According to Voting with Their Feet: A State-level Analysis of Public Charter School and District Public School Enrollment Trends, charter school enrollment increased 7% during the 2020-21 school year. In all, nearly 240,000 new students enrolled in these unique public schools, while 1.4 million students left their district public schools.
The News with Shepard Smith, CNBC, Students leaving public schools for other options – featuring i3 Academy’s Head of School, Dr. Martin A. Nalls, and Mrs. Merkerson and her son, a student at the school
USA TODAY Opinion, Listen to parents: Families say they want more school choice. We should give it to them. by Nina Rees
“By the hundreds of thousands, families made the decision last school year to enroll their children in charter schools – public schools that had the flexibility to adapt quickly during the crisis. Across the country, charter schools rapidly met children’s and families’ needs through remote learning, adapted curriculum, individual family outreach, even food and internet security.”

• [TO DO]
1. In the excerpt on charter school enrollment, rewrite the paragraph beginning "According to Voting with Their Feet" as a short bulleted list that keeps its main facts.
2. Reproduce the part of the charter school enrollment excerpt that opens with the words containing "According to Voting" and closes with "district public schools.".

• [SOURCE DATA]
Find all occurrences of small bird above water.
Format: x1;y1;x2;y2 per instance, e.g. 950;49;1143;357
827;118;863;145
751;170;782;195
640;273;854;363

• [ANSWERS TO EACH TASK]
1.
- Source: *Voting with Their Feet: A State-level Analysis of Public Charter School and District Public School Enrollment Trends*
- Charter school enrollment rose 7% in the 2020-21 school year.
- Nearly 240,000 new students enrolled in charter schools.
- 1.4 million students left district public schools.

2.
According to Voting with Their Feet: A State-level Analysis of Public Charter School and District Public School Enrollment Trends, charter school enrollment increased 7% during the 2020-21 school year. In all, nearly 240,000 new students enrolled in these unique public schools, while 1.4 million students left their district public schools.